• _Given entries_:
◆ ◆ ◆ ◆

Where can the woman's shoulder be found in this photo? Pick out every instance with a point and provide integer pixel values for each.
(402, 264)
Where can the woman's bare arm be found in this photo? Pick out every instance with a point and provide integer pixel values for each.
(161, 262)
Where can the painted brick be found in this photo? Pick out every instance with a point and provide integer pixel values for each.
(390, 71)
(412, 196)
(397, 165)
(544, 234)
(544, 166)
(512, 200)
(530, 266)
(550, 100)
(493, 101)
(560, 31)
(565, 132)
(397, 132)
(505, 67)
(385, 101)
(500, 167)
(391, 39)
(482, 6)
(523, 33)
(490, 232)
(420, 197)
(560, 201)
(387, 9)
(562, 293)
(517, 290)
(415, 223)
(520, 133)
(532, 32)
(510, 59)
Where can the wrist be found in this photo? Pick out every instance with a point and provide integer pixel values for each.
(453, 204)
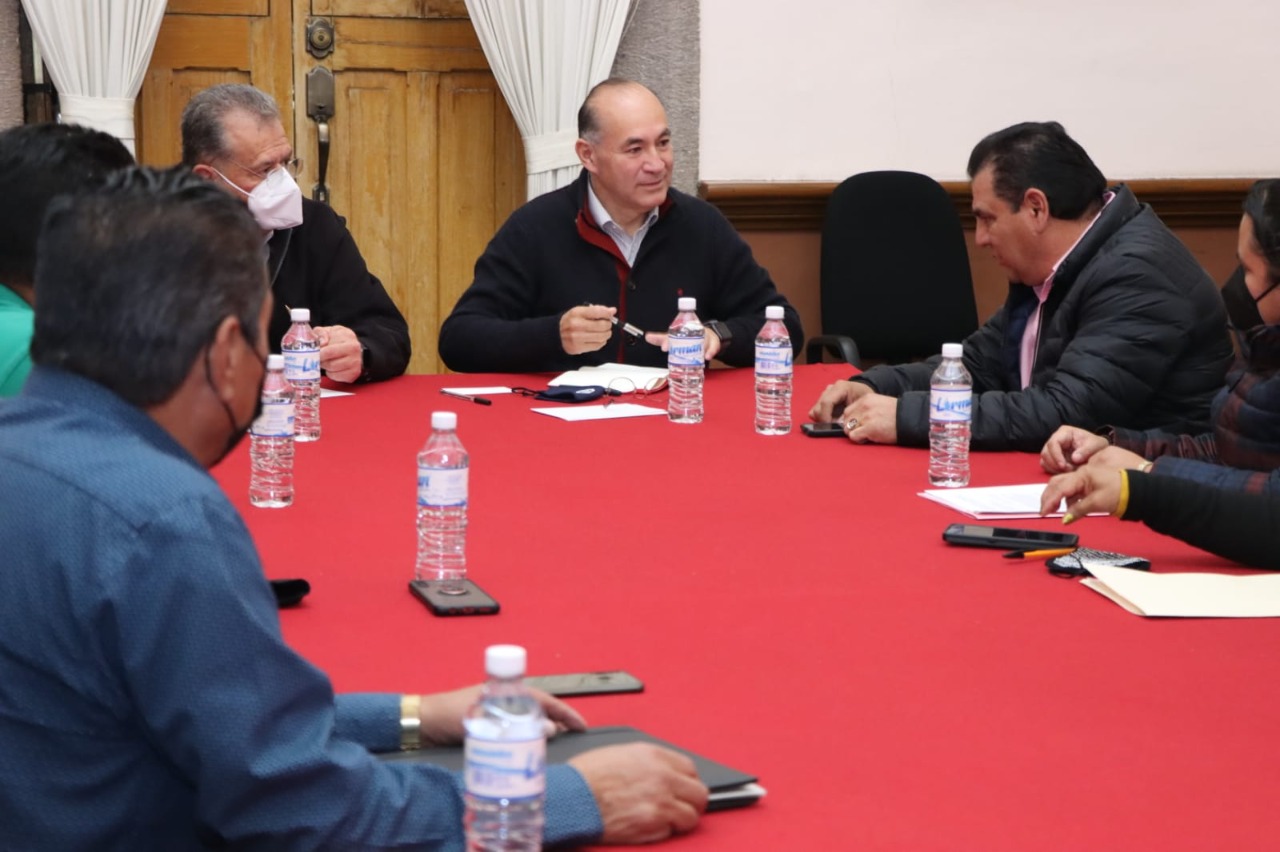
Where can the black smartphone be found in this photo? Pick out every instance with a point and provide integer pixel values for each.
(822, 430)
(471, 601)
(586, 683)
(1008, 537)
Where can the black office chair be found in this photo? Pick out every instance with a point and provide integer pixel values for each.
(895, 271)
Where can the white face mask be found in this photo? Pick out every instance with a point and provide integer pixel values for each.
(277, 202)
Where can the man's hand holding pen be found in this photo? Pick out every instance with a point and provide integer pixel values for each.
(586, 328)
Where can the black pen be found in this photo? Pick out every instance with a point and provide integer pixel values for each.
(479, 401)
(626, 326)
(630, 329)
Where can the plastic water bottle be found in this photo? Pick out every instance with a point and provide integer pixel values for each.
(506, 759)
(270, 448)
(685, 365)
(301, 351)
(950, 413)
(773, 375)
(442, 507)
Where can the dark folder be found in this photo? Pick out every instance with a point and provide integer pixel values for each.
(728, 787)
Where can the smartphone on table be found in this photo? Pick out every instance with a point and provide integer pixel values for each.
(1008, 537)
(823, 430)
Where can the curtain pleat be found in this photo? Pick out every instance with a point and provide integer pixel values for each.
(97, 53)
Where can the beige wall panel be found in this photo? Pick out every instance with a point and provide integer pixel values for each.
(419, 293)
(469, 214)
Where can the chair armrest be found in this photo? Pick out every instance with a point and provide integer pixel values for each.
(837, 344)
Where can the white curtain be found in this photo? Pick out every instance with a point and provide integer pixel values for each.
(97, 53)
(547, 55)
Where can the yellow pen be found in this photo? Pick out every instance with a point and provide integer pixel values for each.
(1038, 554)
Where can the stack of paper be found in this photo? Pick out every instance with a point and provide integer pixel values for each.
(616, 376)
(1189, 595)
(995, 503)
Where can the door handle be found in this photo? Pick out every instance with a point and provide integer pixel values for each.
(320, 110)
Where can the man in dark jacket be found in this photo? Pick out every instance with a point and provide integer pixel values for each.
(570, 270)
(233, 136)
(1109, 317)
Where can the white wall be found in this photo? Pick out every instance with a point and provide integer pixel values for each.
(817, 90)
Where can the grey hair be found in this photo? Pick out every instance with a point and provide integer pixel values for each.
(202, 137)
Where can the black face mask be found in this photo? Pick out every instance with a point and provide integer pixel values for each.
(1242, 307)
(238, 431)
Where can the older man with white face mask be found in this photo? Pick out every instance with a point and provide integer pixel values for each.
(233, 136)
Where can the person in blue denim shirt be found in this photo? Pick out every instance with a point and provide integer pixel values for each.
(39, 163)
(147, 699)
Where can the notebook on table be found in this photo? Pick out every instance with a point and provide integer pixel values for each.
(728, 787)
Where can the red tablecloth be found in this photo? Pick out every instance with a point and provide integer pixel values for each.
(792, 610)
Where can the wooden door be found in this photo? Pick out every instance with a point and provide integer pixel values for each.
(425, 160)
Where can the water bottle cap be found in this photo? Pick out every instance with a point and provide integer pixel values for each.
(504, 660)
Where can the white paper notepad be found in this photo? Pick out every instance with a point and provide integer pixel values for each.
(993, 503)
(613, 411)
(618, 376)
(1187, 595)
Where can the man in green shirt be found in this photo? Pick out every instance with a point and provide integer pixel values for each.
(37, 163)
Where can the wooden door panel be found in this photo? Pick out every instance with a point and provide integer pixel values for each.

◆ ◆ ◆ ◆

• _Work instruction_: Except for the pictures, copy the material above exactly.

• _Response_:
Where can the woman's shoulder be found in this photo? Pick out every instance with a point and provide integer pixel values for each.
(402, 264)
Where can the woman's bare arm be found in this photo? Pick out every instance with a point and provide integer pixel values for each.
(161, 262)
Where can the painted brick be found in this photo? Pick out every instance with a point and provide integer pixel values for each.
(390, 71)
(412, 196)
(397, 165)
(544, 234)
(544, 166)
(512, 200)
(530, 266)
(550, 100)
(493, 101)
(560, 31)
(565, 132)
(397, 132)
(505, 67)
(385, 101)
(500, 167)
(391, 39)
(482, 6)
(523, 33)
(490, 232)
(420, 197)
(560, 201)
(387, 9)
(562, 293)
(517, 290)
(415, 223)
(520, 133)
(532, 32)
(510, 59)
Where can the wrist be found in this photo? Pick out every instance with a point and provide integer pixel values for each.
(453, 204)
Where can the black smartphone be found in this photo? Pick out every instance with a point and provide integer pixel values for each.
(822, 430)
(471, 601)
(586, 683)
(1008, 537)
Where can the black office chair be found in this photo? Pick out every instance with a point and provide integer pixel values for each.
(895, 271)
Where can the white face mask be found in this photo? Pick out every instance with a point and provide integer pixel values for each.
(277, 202)
Where can the man's hand holding pen be found in this photo? Pick out every instance with a point and provide integer pixel values for each.
(586, 328)
Where can the black pen be found in this photo? Pick out every instance with a point and provide integer pixel values for each.
(479, 401)
(626, 326)
(630, 329)
Where can the plastic water bottle be found in this photo? Pick out every instance with a point and provide integer pixel values for each.
(506, 759)
(270, 448)
(685, 365)
(301, 351)
(950, 413)
(773, 375)
(442, 507)
Where can the dark folder be found in this photo? Pick out every instance with a point and provide integer pixel values for each.
(728, 787)
Where can the smartphone on table be found in this photo? Pick out every instance with a point and provide integer pixel values for each.
(1008, 537)
(823, 430)
Where can the curtain pleat be found in this photo? Pick out every instance with a point and provide integer pixel values for each.
(97, 53)
Where can the beige wall panel be found in this photo? Pick out every instance with a point and provide integer pixel values for each.
(419, 293)
(469, 214)
Where can the chair armrest be found in this photo? Pick out every instance with a point and provide integer pixel values for each.
(837, 344)
Where can the white curtain be found in this photo? Pick out every instance with a point and provide integer pixel values for each.
(97, 53)
(547, 55)
Where can the yellow pen be found in this photo? Pick out every instance with a point and provide integer pixel values for each.
(1038, 554)
Where can the stack of paper be found in this photo? Pick out every instance with a point and provide integer pixel values for each.
(616, 376)
(1189, 595)
(995, 503)
Where can the door handle be found in this photo? Pick out every instance with a point and provide integer pixel values for each.
(320, 110)
Where can the man in dark jacket be found in this photo? Pick out every instance with a point and provide integer pixel values for each.
(570, 270)
(233, 136)
(1109, 317)
Where can the white wall be found in this photo? Pick out every instance with a point and provide integer pixel values for each.
(817, 90)
Where can the grey hair be found in this photo? Pick out every instance with a point and provide integer pixel values for each.
(202, 137)
Where can the black face mask be found in this photo? Pick out every instance with a point and provide integer pixel values for each.
(1242, 307)
(238, 431)
Where can the older man with white face mask be found in this photo? Pick out every instance with a point and provide integer pixel values for each.
(233, 136)
Where can the person in blue denim shirt be found in this photo? Pick out every instance with a point and provide integer pixel values for each.
(39, 163)
(147, 699)
Where can the notebook on table be found in this photo? Pick out every instance with a point and provide integer pixel values for each.
(728, 787)
Where can the red tablecloth be found in this photo? Pick out every instance with a point and provide integer pixel values for each.
(792, 610)
Where can the wooden door be found in this photo? Pick out every instance with a point and provide integer pixel values for each.
(425, 160)
Where can the water bottle cap be found in this photo? Pick out every instance with a point and provide integer pixel values for each.
(504, 660)
Where can the white paper notepad be found in this photo? Pick out every instance with a point and provide integer pixel values for each.
(993, 503)
(613, 411)
(618, 376)
(1187, 595)
Where can the man in green shirt be found in this photo? Pick out every instance with a point and provide integer pixel values for each.
(37, 163)
Where can the wooden door panel be found in this photo? Pick out every instance with a point and provide integer pixel values for each.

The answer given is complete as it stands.